[AVAILABLE DATA]

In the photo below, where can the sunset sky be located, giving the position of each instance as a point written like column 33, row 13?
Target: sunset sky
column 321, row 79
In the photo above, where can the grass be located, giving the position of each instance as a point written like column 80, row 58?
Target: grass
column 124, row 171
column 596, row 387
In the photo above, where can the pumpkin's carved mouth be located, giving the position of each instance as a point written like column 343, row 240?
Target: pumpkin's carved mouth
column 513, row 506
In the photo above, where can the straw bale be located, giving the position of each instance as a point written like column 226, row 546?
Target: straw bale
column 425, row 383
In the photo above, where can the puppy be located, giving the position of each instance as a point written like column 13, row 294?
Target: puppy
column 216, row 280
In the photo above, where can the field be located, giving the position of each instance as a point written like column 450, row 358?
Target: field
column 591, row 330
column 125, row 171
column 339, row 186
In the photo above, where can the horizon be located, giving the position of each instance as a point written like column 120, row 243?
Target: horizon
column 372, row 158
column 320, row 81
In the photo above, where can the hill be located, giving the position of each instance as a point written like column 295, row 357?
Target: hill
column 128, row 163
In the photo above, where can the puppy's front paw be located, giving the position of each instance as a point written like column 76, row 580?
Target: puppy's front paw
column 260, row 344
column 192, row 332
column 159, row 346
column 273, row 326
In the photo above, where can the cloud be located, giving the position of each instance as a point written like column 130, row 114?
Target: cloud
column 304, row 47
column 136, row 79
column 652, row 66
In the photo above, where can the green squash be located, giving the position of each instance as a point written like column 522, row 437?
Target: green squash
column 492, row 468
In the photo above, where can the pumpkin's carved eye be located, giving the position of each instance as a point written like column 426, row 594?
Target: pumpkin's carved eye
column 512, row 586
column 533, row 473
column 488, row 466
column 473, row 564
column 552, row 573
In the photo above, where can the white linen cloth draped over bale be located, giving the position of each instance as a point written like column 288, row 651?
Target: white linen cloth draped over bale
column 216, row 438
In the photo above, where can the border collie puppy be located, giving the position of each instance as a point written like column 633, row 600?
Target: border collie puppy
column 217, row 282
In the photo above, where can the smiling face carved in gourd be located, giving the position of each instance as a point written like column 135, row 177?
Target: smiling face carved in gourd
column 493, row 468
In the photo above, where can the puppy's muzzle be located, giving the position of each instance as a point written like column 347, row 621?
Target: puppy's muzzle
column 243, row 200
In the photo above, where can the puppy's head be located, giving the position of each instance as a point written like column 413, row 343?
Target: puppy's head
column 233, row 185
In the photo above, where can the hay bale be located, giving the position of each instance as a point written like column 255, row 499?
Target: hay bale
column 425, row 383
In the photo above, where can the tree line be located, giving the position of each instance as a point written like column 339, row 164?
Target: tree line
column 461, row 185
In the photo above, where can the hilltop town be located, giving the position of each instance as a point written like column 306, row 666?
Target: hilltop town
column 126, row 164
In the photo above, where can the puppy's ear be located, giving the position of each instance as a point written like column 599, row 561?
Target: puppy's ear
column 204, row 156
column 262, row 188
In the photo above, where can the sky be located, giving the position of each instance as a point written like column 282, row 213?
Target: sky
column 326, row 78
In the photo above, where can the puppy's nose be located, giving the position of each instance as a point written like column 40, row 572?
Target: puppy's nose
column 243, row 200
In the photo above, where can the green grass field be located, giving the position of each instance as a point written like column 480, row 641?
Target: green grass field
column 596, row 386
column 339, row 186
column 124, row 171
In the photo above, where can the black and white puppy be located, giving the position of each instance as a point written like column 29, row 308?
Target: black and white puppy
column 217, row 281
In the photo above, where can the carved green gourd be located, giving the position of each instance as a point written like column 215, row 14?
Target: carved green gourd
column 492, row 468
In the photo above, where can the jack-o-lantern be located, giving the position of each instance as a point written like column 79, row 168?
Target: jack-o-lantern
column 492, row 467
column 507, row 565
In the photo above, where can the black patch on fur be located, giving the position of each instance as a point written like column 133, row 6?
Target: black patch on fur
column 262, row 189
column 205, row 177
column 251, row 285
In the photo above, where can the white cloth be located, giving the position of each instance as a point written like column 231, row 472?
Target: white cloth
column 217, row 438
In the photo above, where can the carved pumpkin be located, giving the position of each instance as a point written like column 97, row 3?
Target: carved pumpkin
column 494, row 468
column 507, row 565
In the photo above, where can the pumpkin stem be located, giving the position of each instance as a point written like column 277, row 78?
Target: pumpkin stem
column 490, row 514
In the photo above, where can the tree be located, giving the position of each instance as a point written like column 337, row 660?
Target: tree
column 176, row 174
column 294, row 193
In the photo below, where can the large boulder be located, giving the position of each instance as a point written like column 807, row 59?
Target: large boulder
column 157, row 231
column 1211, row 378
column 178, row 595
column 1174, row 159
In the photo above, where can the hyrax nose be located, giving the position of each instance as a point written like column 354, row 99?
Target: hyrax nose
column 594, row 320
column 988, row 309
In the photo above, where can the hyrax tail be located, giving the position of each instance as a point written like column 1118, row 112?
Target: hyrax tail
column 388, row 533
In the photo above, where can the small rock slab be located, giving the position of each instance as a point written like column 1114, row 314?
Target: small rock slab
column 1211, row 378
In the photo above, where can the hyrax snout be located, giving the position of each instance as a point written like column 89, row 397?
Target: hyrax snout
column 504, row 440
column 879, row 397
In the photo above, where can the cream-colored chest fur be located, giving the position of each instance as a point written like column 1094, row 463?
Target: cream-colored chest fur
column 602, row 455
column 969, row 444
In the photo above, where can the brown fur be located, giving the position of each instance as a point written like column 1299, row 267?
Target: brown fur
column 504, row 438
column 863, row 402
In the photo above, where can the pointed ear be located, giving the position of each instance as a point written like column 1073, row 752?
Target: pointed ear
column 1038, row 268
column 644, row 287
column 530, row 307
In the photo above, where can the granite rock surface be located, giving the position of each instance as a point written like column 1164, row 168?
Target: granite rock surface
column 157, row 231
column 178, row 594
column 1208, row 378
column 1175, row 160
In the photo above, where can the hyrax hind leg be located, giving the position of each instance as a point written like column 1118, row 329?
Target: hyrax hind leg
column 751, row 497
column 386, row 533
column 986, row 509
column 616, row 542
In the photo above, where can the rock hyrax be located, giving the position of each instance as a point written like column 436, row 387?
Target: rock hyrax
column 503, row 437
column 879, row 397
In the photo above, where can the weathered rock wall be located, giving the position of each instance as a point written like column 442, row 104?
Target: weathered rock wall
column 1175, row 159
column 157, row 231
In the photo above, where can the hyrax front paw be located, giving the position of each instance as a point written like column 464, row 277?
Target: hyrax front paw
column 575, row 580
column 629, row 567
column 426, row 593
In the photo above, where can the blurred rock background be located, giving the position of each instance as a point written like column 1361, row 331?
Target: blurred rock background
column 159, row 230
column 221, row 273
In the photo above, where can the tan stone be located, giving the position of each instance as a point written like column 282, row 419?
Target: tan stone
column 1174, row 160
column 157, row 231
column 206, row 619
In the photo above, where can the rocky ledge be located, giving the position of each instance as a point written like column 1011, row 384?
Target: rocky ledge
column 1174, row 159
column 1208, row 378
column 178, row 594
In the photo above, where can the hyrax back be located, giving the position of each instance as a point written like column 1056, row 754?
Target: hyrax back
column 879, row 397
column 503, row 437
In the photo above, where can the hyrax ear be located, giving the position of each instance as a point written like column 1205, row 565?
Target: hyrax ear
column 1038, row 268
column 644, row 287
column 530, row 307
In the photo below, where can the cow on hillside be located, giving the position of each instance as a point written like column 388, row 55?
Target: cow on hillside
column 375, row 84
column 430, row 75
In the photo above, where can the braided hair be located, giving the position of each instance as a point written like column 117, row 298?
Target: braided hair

[/AVAILABLE DATA]

-- TASK STATEMENT --
Only the lines above from the one with "Target: pointed ear" up to and including the one with "In the photo above, where can the granite" should be repeated, exactly as written.

-- ANSWER SECTION --
Target: pointed ear
column 1038, row 268
column 644, row 287
column 530, row 307
In the photo above, where can the granite rock surface be located, giving the position of each instance as a point written like column 1164, row 168?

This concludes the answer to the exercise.